**Bagian Teks**

___

SELAGAN RAYA , RADARMUKOMUKO.COM – Petani sawah di Kecamatan Selagan Raya, telah memasuki musim panen, Musim Tanam (MT) 3. Awal musim panen ini, harga gabah di tingkat petani Rp 4.500,- per kilogram kering panen. Angka ini dinilai tidak sebanding, karena biaya tanam padi meningkat. Dampak dari kenaikan pupuk dan obat-obatan. Tidak menutup kemungkinan, harga tersebut akan turun pada puncak musim panen. Kondisi yang demikian sangat tidak berpihak kepada petani sawah.
‘’Harga gabah Rp 4.500,- per kilogram. Mungkin bisa turun lagi pada saat puncak musim panen,’’ kata salah seorang pedagang padi, yang juga ketua kelompok tani, Usaha Baru, Anita.
Hal senada disampaikan oleh Anton Sujarwo, anggota Poktan Usaha Baru. Ia mengatakan, pupuk dan obat-obatan dalam hal ini pestisida dan fungisida, harganya melonjak laik. Disisi lain produksi sawah tidak meningkat, bahkan cenderung turun, dampak serangan hama dan penyakit.
‘’Pupuk dan obat-obatan menjadi kebutuhan utama petani. Belakangan harganya melonjak tajam,’’ ujar Anton.
Koordinator Penyuluh (Koorluh) Kecamatan Selagan Raya, Darmadi, SP, mengatakan, secara umum petani masih menggunakan cara tanam tradisional. Salah satu contohnya adalah saat olah tanah. Petani lebih suka menggunakan mesin bajak kura-kura. Mesin ini ukurannya kecil, sehingga tanah yang tergali kedalamannya kurang dari 10 senti meter. Sebagai perbandingan, di kecamatan lain, misalnya Lubuk Pinang, Air Manjuto dan XIV Koto, petani sudah menggunakan mesin bajak singkal. Dengan mesin bajak singkal, kedalaman tanah yang digali mencapai 15 senti, bahkan lebih. Sistem pengolahan ini berpengaruh terhadap perkembangan tanaman. Perbedaan lain juga ada pada sistem tanam. Petani sawah di Selagan Raya, sebagian besar belum menggunakan Jajar Legowo (Jaro). Melainkan menggunakan sistem lowong.

___

Jawab pertanyaan berikut berdasarkan berita tentang panen padi di Selagan Raya di atas.
1. Berapa harga gabah di tingkat petani pada awal musim panen?
2. Siapa yang mengatakan bahwa harga pupuk dan obat-obatan melonjak tajam?
3. Mesin bajak apa yang lebih disukai petani Selagan Raya saat olah tanah?

**Catatan Data**
___

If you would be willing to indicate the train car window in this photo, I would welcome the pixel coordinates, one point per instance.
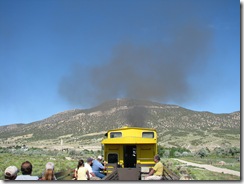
(148, 134)
(115, 134)
(112, 158)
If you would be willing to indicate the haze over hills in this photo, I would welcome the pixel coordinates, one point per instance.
(176, 126)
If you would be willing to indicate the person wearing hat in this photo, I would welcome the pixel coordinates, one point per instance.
(26, 170)
(89, 168)
(97, 167)
(10, 173)
(49, 172)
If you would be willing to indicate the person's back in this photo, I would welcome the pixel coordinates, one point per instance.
(81, 173)
(97, 167)
(26, 169)
(157, 171)
(10, 173)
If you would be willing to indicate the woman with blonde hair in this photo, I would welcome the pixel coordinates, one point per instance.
(49, 173)
(81, 172)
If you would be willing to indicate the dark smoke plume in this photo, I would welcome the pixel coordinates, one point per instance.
(137, 116)
(158, 72)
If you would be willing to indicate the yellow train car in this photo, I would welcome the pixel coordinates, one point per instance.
(130, 146)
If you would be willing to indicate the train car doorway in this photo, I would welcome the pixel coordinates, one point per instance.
(129, 156)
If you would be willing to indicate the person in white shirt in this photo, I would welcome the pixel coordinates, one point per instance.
(89, 168)
(26, 169)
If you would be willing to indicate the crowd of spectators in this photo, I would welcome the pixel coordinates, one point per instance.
(91, 170)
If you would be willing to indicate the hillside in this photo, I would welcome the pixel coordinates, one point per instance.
(176, 126)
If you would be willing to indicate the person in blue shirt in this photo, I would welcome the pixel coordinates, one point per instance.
(97, 167)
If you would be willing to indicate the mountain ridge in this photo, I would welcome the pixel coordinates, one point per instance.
(171, 121)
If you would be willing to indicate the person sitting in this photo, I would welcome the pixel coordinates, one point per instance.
(26, 169)
(157, 171)
(88, 166)
(49, 172)
(97, 167)
(10, 173)
(81, 173)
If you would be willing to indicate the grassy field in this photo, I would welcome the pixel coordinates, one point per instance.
(197, 173)
(62, 164)
(229, 162)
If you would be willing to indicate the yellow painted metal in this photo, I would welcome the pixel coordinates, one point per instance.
(146, 148)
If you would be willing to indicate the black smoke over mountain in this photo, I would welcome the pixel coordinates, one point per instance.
(158, 71)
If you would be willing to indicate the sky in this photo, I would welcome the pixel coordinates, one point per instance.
(58, 55)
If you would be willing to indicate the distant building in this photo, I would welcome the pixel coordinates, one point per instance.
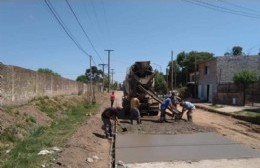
(220, 70)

___

**Jawaban Lengkap**
1. Rp 4.500 per kilogram kering panen.
2. Anton Sujarwo, anggota Poktan Usaha Baru.
3. Mesin bajak kura-kura.